§ SET EXERCISE 1: Can you put the records into a numbered list, leaving out blank lines, starting at the line that contains "[point] every instance of the hole" and ending at the last line of the records?

§ DOCUMENT EXTRACT:
□ □ □ □ □ □ □
The shallow area on the right with all the plants in it is a bog filter. It has about 8” of pea gravel in it. Underneath is a PVC pipe with holes in it. The main pump pumps water into the PVC, so the water is pushed up through the gravel (kind of the reverse of an undergravel filter in an aquarium). The fish waste nourishes the plants, which feed on the nitrates that would otherwise bother the fish. Want one? Of course you do! Instructions are available from Nelson Water Gardens.
Ranuculus flammunla, a/k/a Small Creeping Spearwort. This was one of the first pond plants I bought, and it has thrived from day 1 in the bog.
The cute little lavender flower is a bloom on my water mint. I got some cuttings of water mint from a nursery in Las Vegas. Like most mint, it rooted easily in water (duh) and is happily spreading around the bog.
At the east end of the pond, I built a new bed. It’s not really part of the pond, just adjacent to it. Right now it’s a tangled mess. The weedy thing with the white flowers is horsetail milkweed, our (rather ugly) native milkweed. It volunteered there (and a bunch of other places in my yard), and I left it to lure in the monarch butterflies. We had a couple in the yard yesterday, but unfortunately I didn’t have a camera handy. The rest of the mess is Mexican Hat (Ratibida columnifera), one of our native wildflowers that I winter-sowed, plus a tomato plant, a lilac, portulaca, petunias, Gerbera daisies, and some winter-sown penstemons that should bloom next year.
□ □ □ □ □ □ □
§ RECORD EXCERPTS:
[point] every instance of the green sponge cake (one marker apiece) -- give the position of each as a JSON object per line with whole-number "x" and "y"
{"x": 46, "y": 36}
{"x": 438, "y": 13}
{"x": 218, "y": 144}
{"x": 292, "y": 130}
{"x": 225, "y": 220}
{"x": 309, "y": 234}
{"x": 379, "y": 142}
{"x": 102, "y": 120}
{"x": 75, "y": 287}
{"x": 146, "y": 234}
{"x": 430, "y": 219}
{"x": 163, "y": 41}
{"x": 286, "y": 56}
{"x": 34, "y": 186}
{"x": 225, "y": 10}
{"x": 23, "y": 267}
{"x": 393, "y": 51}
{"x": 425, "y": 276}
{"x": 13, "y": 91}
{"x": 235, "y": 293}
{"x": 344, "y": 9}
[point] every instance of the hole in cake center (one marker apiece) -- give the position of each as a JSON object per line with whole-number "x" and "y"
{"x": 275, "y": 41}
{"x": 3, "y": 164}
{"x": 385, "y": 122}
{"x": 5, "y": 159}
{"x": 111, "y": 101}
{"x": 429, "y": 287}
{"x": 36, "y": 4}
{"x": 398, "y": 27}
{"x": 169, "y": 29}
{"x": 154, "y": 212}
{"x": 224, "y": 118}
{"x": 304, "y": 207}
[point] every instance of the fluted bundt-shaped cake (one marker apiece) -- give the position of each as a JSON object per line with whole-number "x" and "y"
□ □ □ □ □ □ □
§ SET EXERCISE 2: In the text about the backyard pond, how would you say "Underneath is a PVC pipe with holes in it." in Spanish?

§ WRITTEN REPLY 1:
1. [point] every instance of the hole in cake center (one marker apiece) -- give the position of each as a JSON object per line with whole-number "x" and "y"
2. {"x": 275, "y": 41}
3. {"x": 3, "y": 164}
4. {"x": 385, "y": 122}
5. {"x": 5, "y": 159}
6. {"x": 111, "y": 101}
7. {"x": 429, "y": 287}
8. {"x": 36, "y": 4}
9. {"x": 398, "y": 27}
10. {"x": 169, "y": 29}
11. {"x": 154, "y": 212}
12. {"x": 224, "y": 118}
13. {"x": 304, "y": 207}
14. [point] every instance of the fluted bundt-shaped cake (one marker apiece) -- give the position of each as a JSON object per line with whole-number "x" and "y"

§ WRITTEN REPLY 2: Debajo hay un tubo de PVC con agujeros.